Exercise details :: Can you give the data below again, swapping "even-odd" for "nonzero" and leaving everything else unchanged?

Given entries ::
-=-=-=-=-

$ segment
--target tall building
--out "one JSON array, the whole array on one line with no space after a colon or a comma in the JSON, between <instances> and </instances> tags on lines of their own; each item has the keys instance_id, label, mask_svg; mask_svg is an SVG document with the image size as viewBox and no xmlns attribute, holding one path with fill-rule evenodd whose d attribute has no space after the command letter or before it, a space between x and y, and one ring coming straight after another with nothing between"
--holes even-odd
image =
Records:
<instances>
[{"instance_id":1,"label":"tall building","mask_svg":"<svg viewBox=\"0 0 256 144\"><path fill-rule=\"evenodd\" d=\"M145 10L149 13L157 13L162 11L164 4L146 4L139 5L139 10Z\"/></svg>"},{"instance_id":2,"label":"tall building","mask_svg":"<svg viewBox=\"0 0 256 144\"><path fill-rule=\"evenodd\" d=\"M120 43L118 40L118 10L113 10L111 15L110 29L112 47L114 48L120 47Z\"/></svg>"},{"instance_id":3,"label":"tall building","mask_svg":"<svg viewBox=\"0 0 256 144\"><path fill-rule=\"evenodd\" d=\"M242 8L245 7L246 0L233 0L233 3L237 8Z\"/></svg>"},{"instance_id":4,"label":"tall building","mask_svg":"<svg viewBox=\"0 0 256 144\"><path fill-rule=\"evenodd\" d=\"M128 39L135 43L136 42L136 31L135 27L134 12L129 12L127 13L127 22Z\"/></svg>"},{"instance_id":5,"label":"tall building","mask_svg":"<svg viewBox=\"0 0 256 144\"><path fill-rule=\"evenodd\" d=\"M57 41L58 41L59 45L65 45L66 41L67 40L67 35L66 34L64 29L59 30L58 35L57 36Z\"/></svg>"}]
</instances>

-=-=-=-=-

Answer to the problem ::
$ segment
--target tall building
--out "one JSON array, the whole array on one line with no space after a colon or a comma in the JSON, between <instances> and </instances> tags on lines of their own; each item has the keys instance_id, label, mask_svg; mask_svg is an SVG document with the image size as viewBox and no xmlns attribute, holding one path with fill-rule evenodd whose d attribute has no space after the command letter or before it, a space between x and y, and one ring coming straight after another with nothing between"
--holes nonzero
image =
Records:
<instances>
[{"instance_id":1,"label":"tall building","mask_svg":"<svg viewBox=\"0 0 256 144\"><path fill-rule=\"evenodd\" d=\"M145 10L149 13L157 13L162 11L164 4L146 4L139 5L139 10Z\"/></svg>"},{"instance_id":2,"label":"tall building","mask_svg":"<svg viewBox=\"0 0 256 144\"><path fill-rule=\"evenodd\" d=\"M120 43L118 40L118 10L113 10L111 15L110 29L112 47L114 48L120 47Z\"/></svg>"},{"instance_id":3,"label":"tall building","mask_svg":"<svg viewBox=\"0 0 256 144\"><path fill-rule=\"evenodd\" d=\"M242 8L245 7L246 0L233 0L233 3L237 8Z\"/></svg>"},{"instance_id":4,"label":"tall building","mask_svg":"<svg viewBox=\"0 0 256 144\"><path fill-rule=\"evenodd\" d=\"M128 39L135 43L136 42L136 31L135 27L134 12L129 12L127 13L127 22Z\"/></svg>"},{"instance_id":5,"label":"tall building","mask_svg":"<svg viewBox=\"0 0 256 144\"><path fill-rule=\"evenodd\" d=\"M57 41L58 41L59 45L65 45L66 41L67 40L67 35L66 34L64 29L59 30L58 35L57 36Z\"/></svg>"}]
</instances>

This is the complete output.